— begin Page excerpt —

Is that ^^^ your bike??!! Interesting choice of colour, brown. Don't see many brown bikes around. I would have to agree that they do look 'as good as mudguards can'. If I was to change anything, I'd have the front one going further round the front of the front wheel, e.g. to the 10 o'clock position or even 9 o'clock, rather than stopping at 12. Stopping at the top _kind_ of reminds me of a receeding hairline, in the same way that a stem with only two bolts on the handlebar face clamp reminds me of a cyclops.

But just a few questions if I may, out of curiosity:
what's that contraption attached to the seat tube? (a weapon to use against idiot drivers?)
what's the red thing under the saddle bag? (the firing device?)
And have you ever considered, wait for it - shock horror: _clipless pedals_? If not, I've got a pair of plastic ones you can have for free if you want, it'll save you some weight. No point having metal flatties on a road bike.
Also have you considered taking the spoke reflectors off (although to be fair clear ones aren't _quite_ as much of a travesty as orange ones).
But nice bike on the whole by the way.


----------



## bonj2 (3 Sep 2007)

edit: oh and User I see you've also got an adjustable stem but have got it straight forward. I've also actually got a 105mm one which would put your bars in pretty much exactly the same position but without the adjustment knuckle you can have for free if you want.


----------



## bonj2 (3 Sep 2007)

> It's a bracket for fitting a Hamax child seat into.




Hmmm... well if those black bits on the upper dropouts are also attachments for it, then I have to say it at least looks a bit more sturdy than hubgearfreak's one, which _only_ attaches onto the seatpost...


> Thanks for the offer. But I just wouldn't trust it.



Why not?! It's a fine stem


----------



## bonj2 (4 Sep 2007)

> No. It only attaches to the seatpost. It's completely safe, and *the method of attachment means that the seat has its own suspension.*


 
Yes, the bendiness of the PLASTIC...
I don't want to get into a long argument about whether or not they've been theoretically proven to be save, but like I said to hubgearfreak, rather you than me.

— end Page excerpt —
— begin Source material —

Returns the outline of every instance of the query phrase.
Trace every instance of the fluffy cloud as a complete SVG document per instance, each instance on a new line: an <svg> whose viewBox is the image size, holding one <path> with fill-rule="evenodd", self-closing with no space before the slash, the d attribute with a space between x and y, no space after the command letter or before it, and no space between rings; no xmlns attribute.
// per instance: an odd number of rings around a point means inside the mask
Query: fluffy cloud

— end Source material —

What is expected –
Using the bike forum thread, answer:
1. To what position would the poster extend the front mudguard instead of stopping it at 12?
2. What is the seat tube bracket for, according to the quoted reply?
3. How long is the stem bonj2 offers for free?

Response to the task –
1. The 10 o'clock position, or even 9 o'clock.
2. Fitting a Hamax child seat.
3. 105mm.